**TRECHO DO TEXTO**:
= = = =

FORTALEZA, CE (FOLHAPRESS) – Um conflito entre facções criminosas transformou o distrito de Uiraponga, em Morada Nova (a 166 km de Fortaleza), em um vilarejo deserto, no Ceará.
Há cerca de dois meses, 300 famílias (ou aproximadamente 2.000 pessoas) tiveram que deixar suas casas, segundo elas, após ameaças de integrantes de grupos criminosos.
Desde então, o posto de saúde teve suas atividades suspensas, alunos foram realocados para outras escolas e, embora a Polícia Civil do Ceará afirme que a situação na região está sob controle, as casas seguem vazias.
Um ex-morador de 70 anos, que agora se instalou em uma comunidade chamada Castelo, próxima ao rio Banabuiú, contou à reportagem que sempre morou no lugar e mantinha criação de gado de leite, com venda diária do produto.
Quando começaram as ameaças, porém, precisou vender o gado por um preço bem baixo e às pressas. Com medo, ele não tem mais intenção de voltar.
Segundo a Polícia Civil, o conflito começou quando José Witals da Silva Nazário, conhecido como Playboy, rompeu com a facção Guardiões do Estado, originária do Ceará, e aliou-se ao TCP Cangaço, braço do Terceiro Comando Puro, do Rio de Janeiro.

= = = =

**LINHAS DE DADOS**:
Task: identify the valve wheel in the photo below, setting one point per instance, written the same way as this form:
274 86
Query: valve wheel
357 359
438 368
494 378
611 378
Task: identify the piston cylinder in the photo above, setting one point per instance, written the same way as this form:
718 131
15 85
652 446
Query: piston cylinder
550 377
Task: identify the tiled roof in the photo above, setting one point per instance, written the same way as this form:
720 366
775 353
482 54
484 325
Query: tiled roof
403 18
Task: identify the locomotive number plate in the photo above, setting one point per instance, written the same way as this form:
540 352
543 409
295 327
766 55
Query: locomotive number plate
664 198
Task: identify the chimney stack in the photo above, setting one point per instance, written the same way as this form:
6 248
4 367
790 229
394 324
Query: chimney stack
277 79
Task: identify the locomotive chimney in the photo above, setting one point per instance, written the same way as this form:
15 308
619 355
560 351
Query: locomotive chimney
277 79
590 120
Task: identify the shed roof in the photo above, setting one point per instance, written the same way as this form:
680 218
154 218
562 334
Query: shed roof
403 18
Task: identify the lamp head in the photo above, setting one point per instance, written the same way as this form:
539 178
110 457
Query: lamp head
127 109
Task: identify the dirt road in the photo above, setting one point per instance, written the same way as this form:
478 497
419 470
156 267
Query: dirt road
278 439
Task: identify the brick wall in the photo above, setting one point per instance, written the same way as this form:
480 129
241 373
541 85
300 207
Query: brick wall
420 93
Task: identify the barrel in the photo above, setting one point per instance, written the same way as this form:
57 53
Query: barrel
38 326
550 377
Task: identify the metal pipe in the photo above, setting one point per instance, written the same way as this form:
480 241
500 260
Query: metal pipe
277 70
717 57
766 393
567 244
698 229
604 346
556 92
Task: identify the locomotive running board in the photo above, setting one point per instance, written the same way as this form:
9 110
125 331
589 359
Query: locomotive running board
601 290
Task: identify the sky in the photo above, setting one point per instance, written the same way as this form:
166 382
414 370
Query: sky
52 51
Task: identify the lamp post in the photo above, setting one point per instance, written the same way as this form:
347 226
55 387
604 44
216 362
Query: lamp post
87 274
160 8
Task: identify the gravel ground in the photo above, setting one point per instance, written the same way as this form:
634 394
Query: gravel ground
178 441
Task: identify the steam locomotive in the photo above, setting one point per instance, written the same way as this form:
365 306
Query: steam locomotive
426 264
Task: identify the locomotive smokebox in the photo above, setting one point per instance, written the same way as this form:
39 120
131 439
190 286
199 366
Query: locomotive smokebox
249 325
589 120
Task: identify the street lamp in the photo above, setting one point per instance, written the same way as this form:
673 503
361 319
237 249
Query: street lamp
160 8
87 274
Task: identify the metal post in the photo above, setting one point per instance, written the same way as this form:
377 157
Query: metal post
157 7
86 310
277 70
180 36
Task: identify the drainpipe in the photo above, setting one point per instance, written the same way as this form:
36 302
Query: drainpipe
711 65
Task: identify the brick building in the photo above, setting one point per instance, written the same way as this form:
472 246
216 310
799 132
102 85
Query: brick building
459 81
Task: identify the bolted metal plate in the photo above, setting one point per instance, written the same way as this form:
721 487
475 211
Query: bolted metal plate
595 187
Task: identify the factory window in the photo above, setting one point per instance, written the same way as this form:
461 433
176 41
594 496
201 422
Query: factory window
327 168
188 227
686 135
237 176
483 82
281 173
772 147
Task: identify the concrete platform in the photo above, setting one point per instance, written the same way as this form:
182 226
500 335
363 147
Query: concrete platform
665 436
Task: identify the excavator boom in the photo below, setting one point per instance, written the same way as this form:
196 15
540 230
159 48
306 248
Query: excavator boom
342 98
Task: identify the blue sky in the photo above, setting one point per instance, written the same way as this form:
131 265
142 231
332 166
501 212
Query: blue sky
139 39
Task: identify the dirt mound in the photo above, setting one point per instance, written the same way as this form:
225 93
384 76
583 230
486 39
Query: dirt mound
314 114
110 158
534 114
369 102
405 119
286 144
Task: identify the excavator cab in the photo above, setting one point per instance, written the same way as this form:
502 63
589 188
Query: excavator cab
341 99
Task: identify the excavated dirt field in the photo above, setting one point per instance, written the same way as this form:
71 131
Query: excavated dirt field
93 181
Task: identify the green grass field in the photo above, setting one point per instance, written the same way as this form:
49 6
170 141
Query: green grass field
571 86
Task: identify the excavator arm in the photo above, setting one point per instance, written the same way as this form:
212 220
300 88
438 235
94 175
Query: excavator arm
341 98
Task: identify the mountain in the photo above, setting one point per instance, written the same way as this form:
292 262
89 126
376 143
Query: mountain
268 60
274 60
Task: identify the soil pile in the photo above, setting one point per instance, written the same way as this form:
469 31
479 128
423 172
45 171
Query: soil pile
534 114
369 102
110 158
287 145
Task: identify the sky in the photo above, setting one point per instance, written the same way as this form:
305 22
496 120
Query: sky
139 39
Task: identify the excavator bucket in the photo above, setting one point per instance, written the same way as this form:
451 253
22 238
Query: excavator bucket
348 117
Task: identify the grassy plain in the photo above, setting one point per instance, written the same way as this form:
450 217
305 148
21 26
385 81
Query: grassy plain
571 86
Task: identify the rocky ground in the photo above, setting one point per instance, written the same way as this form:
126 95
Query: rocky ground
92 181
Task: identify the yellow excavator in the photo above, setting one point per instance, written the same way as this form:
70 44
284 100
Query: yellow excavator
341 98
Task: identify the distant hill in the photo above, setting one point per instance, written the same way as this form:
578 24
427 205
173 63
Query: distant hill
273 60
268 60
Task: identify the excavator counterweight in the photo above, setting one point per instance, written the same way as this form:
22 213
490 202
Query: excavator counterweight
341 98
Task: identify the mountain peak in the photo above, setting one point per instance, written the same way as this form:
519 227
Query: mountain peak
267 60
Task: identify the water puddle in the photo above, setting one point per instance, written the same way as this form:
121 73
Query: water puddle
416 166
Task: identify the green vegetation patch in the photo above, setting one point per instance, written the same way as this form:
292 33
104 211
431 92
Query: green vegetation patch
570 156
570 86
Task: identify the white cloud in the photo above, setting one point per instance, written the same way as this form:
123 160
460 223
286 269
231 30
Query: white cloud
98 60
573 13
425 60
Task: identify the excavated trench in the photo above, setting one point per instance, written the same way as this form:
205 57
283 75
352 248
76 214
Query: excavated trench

= = = =

**OBJETIVO**: Transcreva sem nenhuma alteração o trecho da reportagem sobre Uiraponga que vai de "Desde então, o" até "diária do produto.".

**RESPOSTA**:
Desde então, o posto de saúde teve suas atividades suspensas, alunos foram realocados para outras escolas e, embora a Polícia Civil do Ceará afirme que a situação na região está sob controle, as casas seguem vazias.
Um ex-morador de 70 anos, que agora se instalou em uma comunidade chamada Castelo, próxima ao rio Banabuiú, contou à reportagem que sempre morou no lugar e mantinha criação de gado de leite, com venda diária do produto.